» **Supplied text**:
-- Start --
Posts Tagged ‘Kendo Etiquette’

Repetitive Reiho

ritsureiI have touched on the subject of reigi numerous times in this blog and I am prompted to make it my topic again after a conversation that I had last week with a student who helps teach a regular beginners’ lesson. One of his colleague instructors defers to him when it comes to teaching the rules of kendo etiquette on the basis that “he likes reigi”. As he explained to me, he has no particular like or dislike of the subject, but having originally been taught by Japanese instructors and regularly nagged by me on the subject, he sees reigi as an integral part of kendo.

In my view the level to which reigi is displayed in the dojo is not open to discussion. It is a fundamental expression of our regard for others and without it kendo turns into a brawl with sticks. The rules of reigi, or more correctly reigi saho (the outward expression of etiquette) are not negotiable and are either correct or not.
-- End --
» **Data provided**:
-- Start --
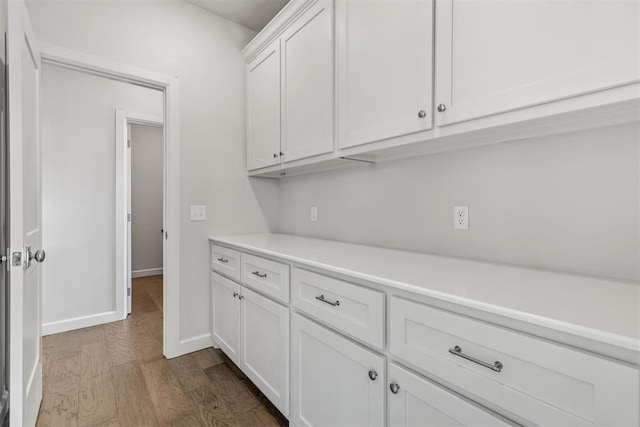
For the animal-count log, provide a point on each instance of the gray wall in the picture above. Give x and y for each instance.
(567, 202)
(146, 197)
-- End --
» **Task directions**: Repeat the passage from the kendo etiquette post word for word, beginning at the words "Posts Tagged ‘Kendo" and stopping after "part of kendo.". You won't need the material here.

» **Written solution**:
Posts Tagged ‘Kendo Etiquette’

Repetitive Reiho

ritsureiI have touched on the subject of reigi numerous times in this blog and I am prompted to make it my topic again after a conversation that I had last week with a student who helps teach a regular beginners’ lesson. One of his colleague instructors defers to him when it comes to teaching the rules of kendo etiquette on the basis that “he likes reigi”. As he explained to me, he has no particular like or dislike of the subject, but having originally been taught by Japanese instructors and regularly nagged by me on the subject, he sees reigi as an integral part of kendo.